Exercise objective » Find each line in the material below that contains the word "background" and copy those lines.

• • • • •

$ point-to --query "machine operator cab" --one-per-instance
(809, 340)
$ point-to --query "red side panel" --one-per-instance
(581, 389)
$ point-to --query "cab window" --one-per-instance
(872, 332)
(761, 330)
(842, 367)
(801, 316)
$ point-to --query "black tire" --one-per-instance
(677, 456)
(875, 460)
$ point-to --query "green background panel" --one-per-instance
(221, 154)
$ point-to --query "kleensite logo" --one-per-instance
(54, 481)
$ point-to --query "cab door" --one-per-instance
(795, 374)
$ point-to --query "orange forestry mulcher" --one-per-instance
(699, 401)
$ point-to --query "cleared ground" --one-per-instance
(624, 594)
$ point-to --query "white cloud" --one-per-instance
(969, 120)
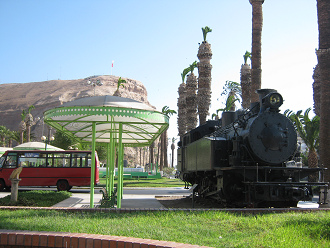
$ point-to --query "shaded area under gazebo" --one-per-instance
(112, 120)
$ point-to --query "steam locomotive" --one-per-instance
(248, 158)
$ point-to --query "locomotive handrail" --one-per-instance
(271, 168)
(287, 183)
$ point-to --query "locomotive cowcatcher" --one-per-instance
(248, 158)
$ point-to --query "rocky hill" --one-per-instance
(14, 98)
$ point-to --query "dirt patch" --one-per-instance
(185, 202)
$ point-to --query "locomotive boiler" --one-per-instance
(248, 158)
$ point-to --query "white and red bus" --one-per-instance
(63, 169)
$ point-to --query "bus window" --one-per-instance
(11, 161)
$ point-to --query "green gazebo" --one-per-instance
(113, 120)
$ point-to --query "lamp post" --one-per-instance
(94, 84)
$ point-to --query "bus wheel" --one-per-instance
(63, 185)
(2, 185)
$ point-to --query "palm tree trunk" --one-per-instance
(257, 22)
(312, 163)
(165, 149)
(246, 85)
(204, 81)
(317, 90)
(191, 101)
(323, 55)
(182, 113)
(172, 148)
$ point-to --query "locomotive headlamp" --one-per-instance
(273, 100)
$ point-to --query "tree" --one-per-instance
(204, 77)
(257, 22)
(6, 136)
(233, 92)
(182, 106)
(308, 130)
(172, 148)
(323, 56)
(3, 135)
(191, 98)
(163, 162)
(22, 127)
(120, 82)
(246, 81)
(151, 154)
(29, 123)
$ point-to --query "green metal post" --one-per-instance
(93, 166)
(113, 159)
(108, 168)
(120, 166)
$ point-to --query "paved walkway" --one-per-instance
(80, 200)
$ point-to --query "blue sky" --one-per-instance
(153, 41)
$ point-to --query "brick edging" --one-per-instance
(134, 210)
(18, 239)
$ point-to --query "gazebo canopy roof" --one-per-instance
(36, 146)
(141, 124)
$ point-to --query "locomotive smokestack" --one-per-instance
(264, 92)
(269, 99)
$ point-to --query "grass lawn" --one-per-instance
(211, 228)
(149, 182)
(36, 198)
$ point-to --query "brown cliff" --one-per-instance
(14, 98)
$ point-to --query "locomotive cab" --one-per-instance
(247, 158)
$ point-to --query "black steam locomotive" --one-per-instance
(248, 158)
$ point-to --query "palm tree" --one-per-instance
(163, 162)
(204, 77)
(317, 90)
(29, 122)
(172, 148)
(151, 154)
(323, 56)
(233, 92)
(182, 111)
(308, 130)
(191, 98)
(120, 82)
(246, 81)
(22, 127)
(3, 135)
(257, 21)
(6, 136)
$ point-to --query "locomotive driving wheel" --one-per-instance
(233, 189)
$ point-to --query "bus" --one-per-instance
(62, 169)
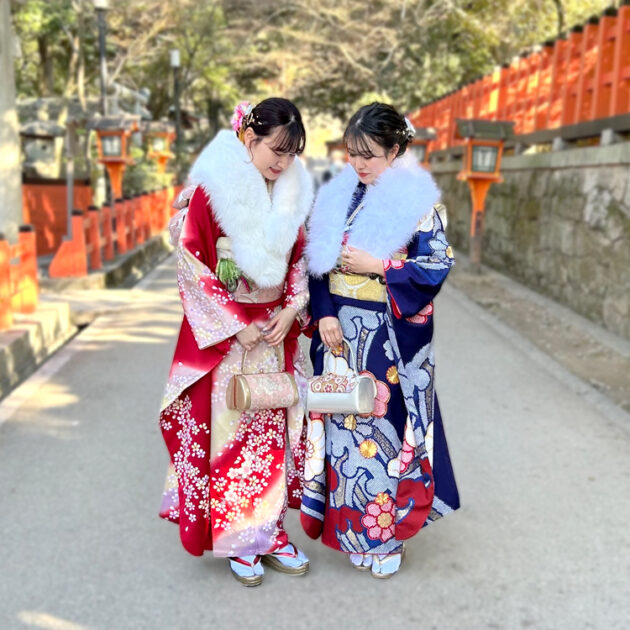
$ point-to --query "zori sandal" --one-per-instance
(288, 559)
(385, 566)
(361, 561)
(247, 570)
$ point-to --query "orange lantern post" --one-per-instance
(419, 146)
(482, 161)
(161, 136)
(113, 135)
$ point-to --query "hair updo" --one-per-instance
(271, 113)
(381, 123)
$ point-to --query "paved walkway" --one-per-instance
(542, 540)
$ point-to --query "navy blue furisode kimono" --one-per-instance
(373, 481)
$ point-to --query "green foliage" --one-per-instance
(142, 175)
(328, 56)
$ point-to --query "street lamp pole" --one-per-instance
(175, 64)
(101, 7)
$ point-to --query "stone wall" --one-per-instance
(560, 223)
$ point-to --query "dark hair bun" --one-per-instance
(273, 113)
(381, 123)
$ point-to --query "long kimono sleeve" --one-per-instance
(412, 284)
(296, 293)
(210, 309)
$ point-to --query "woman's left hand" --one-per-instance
(277, 328)
(358, 261)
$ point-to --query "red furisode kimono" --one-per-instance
(232, 475)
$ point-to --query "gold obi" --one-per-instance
(357, 286)
(360, 286)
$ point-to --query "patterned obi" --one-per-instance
(365, 287)
(369, 288)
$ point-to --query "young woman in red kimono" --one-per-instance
(243, 285)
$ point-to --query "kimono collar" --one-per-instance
(262, 229)
(392, 209)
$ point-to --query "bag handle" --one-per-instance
(278, 355)
(328, 354)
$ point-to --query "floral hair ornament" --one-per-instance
(240, 119)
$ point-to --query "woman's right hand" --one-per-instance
(330, 331)
(249, 337)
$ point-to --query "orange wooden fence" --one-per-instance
(18, 276)
(99, 235)
(582, 77)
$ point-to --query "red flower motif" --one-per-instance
(382, 397)
(422, 317)
(379, 518)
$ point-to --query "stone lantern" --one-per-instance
(39, 140)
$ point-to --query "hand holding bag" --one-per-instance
(340, 389)
(265, 390)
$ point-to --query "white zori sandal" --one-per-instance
(288, 559)
(386, 565)
(361, 561)
(247, 570)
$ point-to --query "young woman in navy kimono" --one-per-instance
(377, 256)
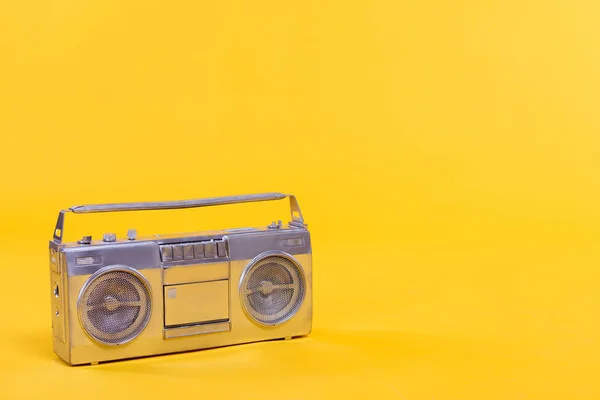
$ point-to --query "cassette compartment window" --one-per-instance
(195, 303)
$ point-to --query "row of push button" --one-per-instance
(193, 251)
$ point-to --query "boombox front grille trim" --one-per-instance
(114, 305)
(272, 288)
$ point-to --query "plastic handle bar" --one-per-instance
(169, 205)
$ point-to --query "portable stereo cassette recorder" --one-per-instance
(119, 298)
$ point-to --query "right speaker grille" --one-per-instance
(272, 289)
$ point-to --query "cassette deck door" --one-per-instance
(194, 303)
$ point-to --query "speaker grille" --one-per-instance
(272, 289)
(114, 306)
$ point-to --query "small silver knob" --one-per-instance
(109, 237)
(85, 240)
(131, 234)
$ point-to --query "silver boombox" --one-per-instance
(119, 298)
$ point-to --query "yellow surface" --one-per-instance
(445, 155)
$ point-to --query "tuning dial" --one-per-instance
(109, 237)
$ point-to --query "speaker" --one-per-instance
(114, 305)
(272, 288)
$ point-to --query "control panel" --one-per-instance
(208, 249)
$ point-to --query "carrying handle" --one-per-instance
(297, 219)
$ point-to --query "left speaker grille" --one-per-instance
(115, 305)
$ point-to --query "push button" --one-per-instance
(199, 251)
(221, 252)
(210, 249)
(188, 252)
(167, 253)
(177, 252)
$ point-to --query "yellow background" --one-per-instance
(445, 155)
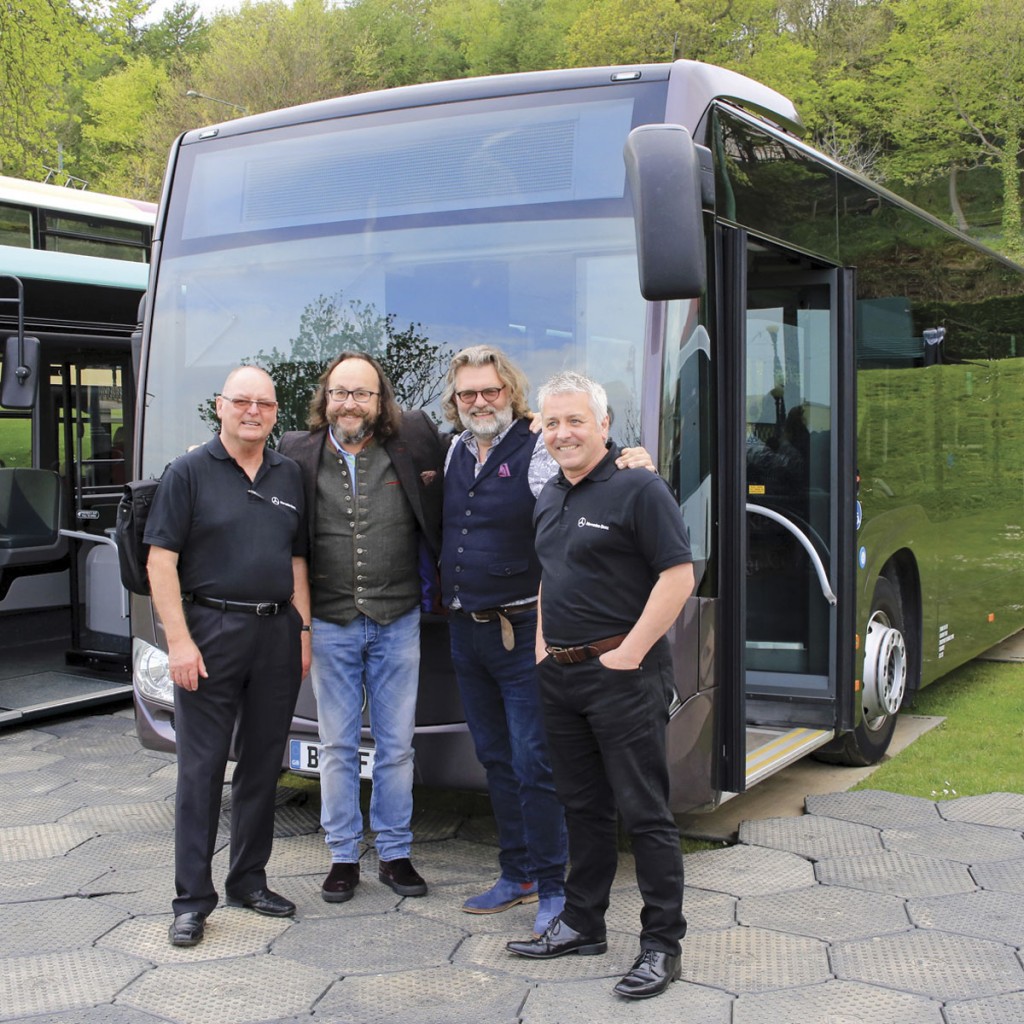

• • • • •

Solution below »
$ point-to --query "green background panel" --one-per-instance
$ point-to --query "yellow background" --one-per-instance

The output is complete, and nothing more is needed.